Problem to solve -> Please echo word for word the part of the commentary on Don McLeroy below that begins at the words "There's a fair" and stops after "of classical physics.".
Segment Start: Passage for review
Don McLeroy’s story, and his thinking, are more complicated, and more telling, than those bare facts suggest.
There's a fair amount of interesting things here. Here's one:
McLeroy insists he doesn’t have any desire to have creationism taught in classrooms. “It’s a religious philosophy,” he says. “It doesn’t belong in schools. Same with intelligent design. Evolution is the scientific consensus, so we’ll teach that.”
You know, I'm willing to give McLeroy the benefit of the doubt here. Maybe this limited thing is what he personally is trying to accomplish. But what seems to be missing is an acknowledgment of the possibility that some people will see "strengths and weaknesses" as an invitation to teach religious philosophy.
But McLeroy believes that at some point, perhaps in 10 years, perhaps in 50, a new scientific revolution will reveal that “the creationists’ crazy ideas” are actually right—just as quantum mechanics and relativity overturned the tidy world of classical physics.
I wonder, historically, how many people who said "History will vindicate me" actually were vindicated by history...
“Well, if he feels there’s such a controversy,” says Eugenie Scott, executive director at the National Center for Science Education, “then he should address it at the university level. That’s where new science is made. To expect high school students to evaluate ‘controversies’ in cutting-edge evolutionary biology before they have a solid grounding in science is ridiculous.
“We don’t do that with any other science. Would you teach kids about the controversies in string theory before they learned basic physics?”
This line of thought reduces McLeroy to near-speechlessness. “But ...” he sputters when I call him for comment on Scott’s point, “It’s not ... it’s not true. There are real problems with it. How can we teach our kids something that’s not true?”
Sorry, Mr. McLeroy – it is true. And the author, despite a fairly sympathetic tone that paints McLeory as a relatively nuanced thinker, goes on:
What McLeroy doesn’t seem to understand is that science education is all about teaching kids things that, strictly speaking, aren’t true. When I learned about relativity and quantum mechanics in college, I learned that the classical chemistry and Newtonian physics I had been taught in high school were, at best, approximations. That they really didn’t do that great a job of describing the way the universe works. That, in a sense, they were lies.
Segment End: Passage for review
Segment Start: Entries supplied
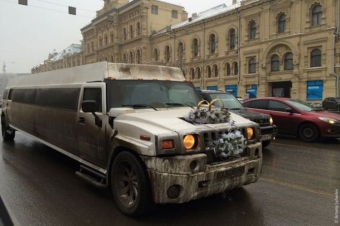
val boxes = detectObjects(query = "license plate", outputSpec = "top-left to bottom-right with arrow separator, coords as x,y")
261,134 -> 272,140
216,166 -> 245,180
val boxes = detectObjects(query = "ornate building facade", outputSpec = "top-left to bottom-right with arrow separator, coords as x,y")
32,0 -> 340,102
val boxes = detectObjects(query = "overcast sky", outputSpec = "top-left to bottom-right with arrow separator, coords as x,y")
0,0 -> 232,73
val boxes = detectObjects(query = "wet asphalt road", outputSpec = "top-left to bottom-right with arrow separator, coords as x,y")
0,132 -> 340,226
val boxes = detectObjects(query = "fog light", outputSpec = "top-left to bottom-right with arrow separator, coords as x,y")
167,184 -> 181,199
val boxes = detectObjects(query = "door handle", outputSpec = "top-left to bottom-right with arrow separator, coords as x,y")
78,117 -> 85,123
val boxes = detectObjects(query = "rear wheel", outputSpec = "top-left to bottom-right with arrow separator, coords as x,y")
1,116 -> 15,141
110,151 -> 154,217
299,123 -> 319,142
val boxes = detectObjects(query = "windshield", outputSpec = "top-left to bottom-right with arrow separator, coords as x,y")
210,93 -> 244,110
107,80 -> 200,109
287,100 -> 322,112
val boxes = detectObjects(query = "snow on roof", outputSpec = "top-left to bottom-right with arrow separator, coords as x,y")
152,1 -> 241,36
51,44 -> 82,61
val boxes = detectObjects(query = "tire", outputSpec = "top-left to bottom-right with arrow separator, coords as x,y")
1,116 -> 15,141
262,140 -> 271,148
299,123 -> 319,142
110,151 -> 155,217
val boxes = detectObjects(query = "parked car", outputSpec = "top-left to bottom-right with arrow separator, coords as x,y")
322,97 -> 340,111
243,97 -> 340,142
198,90 -> 277,147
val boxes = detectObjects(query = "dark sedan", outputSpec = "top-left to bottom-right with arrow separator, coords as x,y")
243,97 -> 340,142
322,97 -> 340,111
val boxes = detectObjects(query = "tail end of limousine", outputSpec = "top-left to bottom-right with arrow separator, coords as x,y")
1,62 -> 262,217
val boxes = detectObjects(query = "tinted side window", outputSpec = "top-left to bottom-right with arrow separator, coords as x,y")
83,88 -> 102,112
248,100 -> 267,109
268,100 -> 289,111
36,88 -> 80,111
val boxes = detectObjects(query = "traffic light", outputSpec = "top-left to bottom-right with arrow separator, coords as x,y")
19,0 -> 27,5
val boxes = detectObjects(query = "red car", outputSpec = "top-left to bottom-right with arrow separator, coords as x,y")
243,97 -> 340,142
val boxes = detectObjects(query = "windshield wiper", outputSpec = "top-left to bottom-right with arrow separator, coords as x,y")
122,104 -> 158,111
165,103 -> 193,108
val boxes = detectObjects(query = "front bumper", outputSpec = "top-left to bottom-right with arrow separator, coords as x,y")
143,142 -> 262,203
260,125 -> 277,141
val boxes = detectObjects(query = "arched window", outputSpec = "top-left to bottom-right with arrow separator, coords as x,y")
209,34 -> 216,54
190,68 -> 195,80
277,14 -> 286,33
165,46 -> 170,62
130,25 -> 134,38
312,5 -> 322,26
284,53 -> 293,70
249,21 -> 256,39
270,55 -> 280,71
137,49 -> 142,64
213,64 -> 218,77
233,62 -> 238,75
130,52 -> 135,63
226,63 -> 231,76
310,49 -> 321,67
229,28 -> 236,49
137,22 -> 142,36
196,67 -> 201,79
248,58 -> 256,74
192,38 -> 198,57
153,49 -> 158,62
207,66 -> 211,78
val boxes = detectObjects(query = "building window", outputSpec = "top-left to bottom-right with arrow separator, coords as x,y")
248,58 -> 256,74
99,37 -> 103,47
137,49 -> 142,64
312,5 -> 322,26
229,29 -> 236,49
196,67 -> 201,79
233,62 -> 238,75
284,53 -> 293,70
307,80 -> 323,100
151,5 -> 158,15
249,21 -> 256,39
171,10 -> 178,19
137,22 -> 142,36
277,14 -> 286,33
213,64 -> 218,77
153,49 -> 158,62
130,52 -> 135,63
165,46 -> 170,62
192,38 -> 198,57
104,35 -> 107,45
123,28 -> 127,41
190,68 -> 195,80
110,33 -> 113,43
270,55 -> 280,71
310,49 -> 321,67
209,34 -> 216,54
130,25 -> 133,38
226,63 -> 231,76
207,66 -> 211,78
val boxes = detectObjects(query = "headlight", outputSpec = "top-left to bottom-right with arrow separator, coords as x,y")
183,134 -> 196,150
247,127 -> 254,140
319,117 -> 340,124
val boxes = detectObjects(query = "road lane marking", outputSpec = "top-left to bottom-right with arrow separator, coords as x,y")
260,178 -> 334,197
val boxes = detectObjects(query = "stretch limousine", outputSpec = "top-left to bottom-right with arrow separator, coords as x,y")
1,62 -> 262,216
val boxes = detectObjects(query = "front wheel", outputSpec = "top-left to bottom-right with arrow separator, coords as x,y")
1,116 -> 15,141
110,151 -> 154,217
299,123 -> 319,142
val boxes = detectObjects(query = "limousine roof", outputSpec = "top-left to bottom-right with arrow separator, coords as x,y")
7,62 -> 185,88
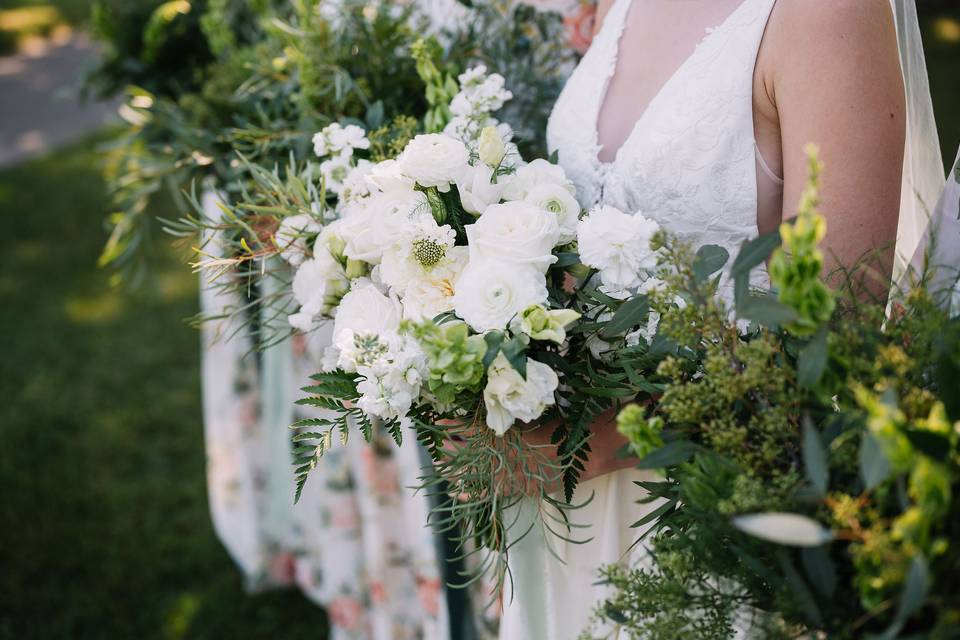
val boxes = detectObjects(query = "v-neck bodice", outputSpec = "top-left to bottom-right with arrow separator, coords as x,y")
547,0 -> 776,290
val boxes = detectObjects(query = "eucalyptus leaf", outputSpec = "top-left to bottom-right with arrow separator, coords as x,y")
693,244 -> 730,282
860,432 -> 890,491
637,440 -> 697,469
803,417 -> 830,496
600,296 -> 650,338
797,327 -> 828,388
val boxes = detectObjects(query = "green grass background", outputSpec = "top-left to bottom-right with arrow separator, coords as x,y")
0,0 -> 960,640
0,141 -> 325,640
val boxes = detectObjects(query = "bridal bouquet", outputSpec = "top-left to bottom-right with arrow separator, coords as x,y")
584,152 -> 960,640
277,60 -> 684,579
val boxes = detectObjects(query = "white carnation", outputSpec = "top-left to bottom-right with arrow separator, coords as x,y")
466,202 -> 560,273
274,213 -> 321,267
289,251 -> 350,332
483,353 -> 559,436
398,133 -> 470,191
577,206 -> 660,290
453,258 -> 547,333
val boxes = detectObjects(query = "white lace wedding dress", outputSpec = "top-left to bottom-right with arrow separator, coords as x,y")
500,0 -> 779,640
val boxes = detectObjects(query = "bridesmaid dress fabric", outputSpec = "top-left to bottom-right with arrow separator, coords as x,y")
200,191 -> 450,640
500,0 -> 776,640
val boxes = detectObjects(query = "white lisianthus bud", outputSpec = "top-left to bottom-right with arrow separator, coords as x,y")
480,127 -> 507,168
483,353 -> 559,436
511,304 -> 580,344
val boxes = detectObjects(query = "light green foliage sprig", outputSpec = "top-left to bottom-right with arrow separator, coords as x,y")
770,146 -> 836,336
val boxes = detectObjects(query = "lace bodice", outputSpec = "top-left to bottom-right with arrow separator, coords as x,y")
547,0 -> 776,279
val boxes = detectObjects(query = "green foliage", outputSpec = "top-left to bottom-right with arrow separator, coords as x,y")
598,161 -> 960,639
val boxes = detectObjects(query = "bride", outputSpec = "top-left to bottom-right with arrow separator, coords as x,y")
501,0 -> 943,640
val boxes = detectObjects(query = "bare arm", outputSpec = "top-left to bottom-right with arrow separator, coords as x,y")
758,0 -> 906,289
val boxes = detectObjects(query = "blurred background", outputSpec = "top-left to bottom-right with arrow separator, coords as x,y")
0,0 -> 960,640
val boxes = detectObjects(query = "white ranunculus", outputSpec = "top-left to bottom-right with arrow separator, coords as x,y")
274,213 -> 321,267
524,182 -> 580,244
289,251 -> 350,332
577,206 -> 660,289
339,191 -> 430,264
403,247 -> 467,322
483,353 -> 559,436
503,158 -> 576,200
466,202 -> 560,273
333,281 -> 401,339
398,133 -> 470,191
457,164 -> 503,216
320,155 -> 353,195
366,159 -> 416,193
453,258 -> 547,333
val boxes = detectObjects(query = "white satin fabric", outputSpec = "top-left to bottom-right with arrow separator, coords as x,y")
501,0 -> 775,640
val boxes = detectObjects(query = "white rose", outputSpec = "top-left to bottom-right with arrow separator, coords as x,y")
366,160 -> 416,193
333,281 -> 401,339
479,127 -> 507,167
398,133 -> 470,191
289,251 -> 350,332
457,164 -> 503,216
483,353 -> 559,436
503,158 -> 576,200
524,182 -> 580,244
274,213 -> 321,267
466,202 -> 560,273
453,258 -> 547,333
577,207 -> 660,290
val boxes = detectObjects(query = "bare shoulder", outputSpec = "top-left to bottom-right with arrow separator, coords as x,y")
593,0 -> 616,35
767,0 -> 897,68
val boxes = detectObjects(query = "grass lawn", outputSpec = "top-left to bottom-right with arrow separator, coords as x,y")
0,135 -> 326,640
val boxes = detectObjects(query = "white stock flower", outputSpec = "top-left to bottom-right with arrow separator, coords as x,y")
577,206 -> 660,290
398,133 -> 470,191
457,164 -> 503,216
333,281 -> 401,340
483,353 -> 559,436
524,182 -> 580,244
313,122 -> 370,158
289,251 -> 350,332
466,202 -> 560,273
357,333 -> 428,420
274,213 -> 321,267
453,258 -> 547,333
503,158 -> 576,200
366,159 -> 416,193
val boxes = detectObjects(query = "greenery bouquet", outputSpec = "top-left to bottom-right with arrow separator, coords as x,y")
584,154 -> 960,638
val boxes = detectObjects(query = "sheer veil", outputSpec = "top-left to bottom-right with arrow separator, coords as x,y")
890,0 -> 960,310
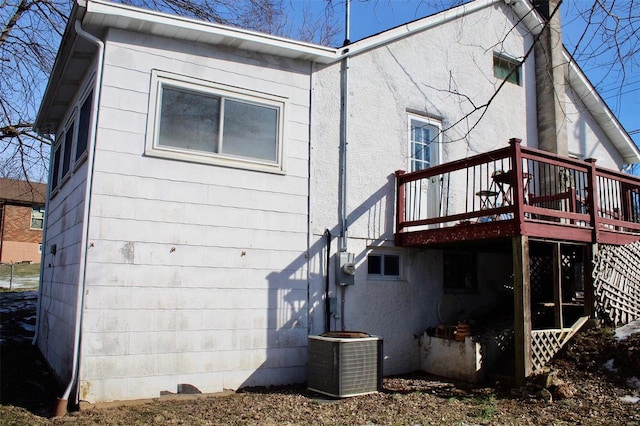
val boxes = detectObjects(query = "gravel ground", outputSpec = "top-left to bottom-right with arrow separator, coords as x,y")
0,292 -> 640,426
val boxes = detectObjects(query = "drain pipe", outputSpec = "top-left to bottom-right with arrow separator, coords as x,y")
338,0 -> 351,251
55,19 -> 104,417
338,0 -> 351,331
31,135 -> 55,346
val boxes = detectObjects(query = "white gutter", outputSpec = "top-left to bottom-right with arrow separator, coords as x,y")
56,19 -> 104,416
504,0 -> 640,164
31,136 -> 55,346
78,0 -> 339,63
562,49 -> 640,164
342,0 -> 508,56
Segment End: Entries supplied
Output of the exercise ->
There's a fair amount of interesting things here. Here's one:
McLeroy insists he doesn’t have any desire to have creationism taught in classrooms. “It’s a religious philosophy,” he says. “It doesn’t belong in schools. Same with intelligent design. Evolution is the scientific consensus, so we’ll teach that.”
You know, I'm willing to give McLeroy the benefit of the doubt here. Maybe this limited thing is what he personally is trying to accomplish. But what seems to be missing is an acknowledgment of the possibility that some people will see "strengths and weaknesses" as an invitation to teach religious philosophy.
But McLeroy believes that at some point, perhaps in 10 years, perhaps in 50, a new scientific revolution will reveal that “the creationists’ crazy ideas” are actually right—just as quantum mechanics and relativity overturned the tidy world of classical physics.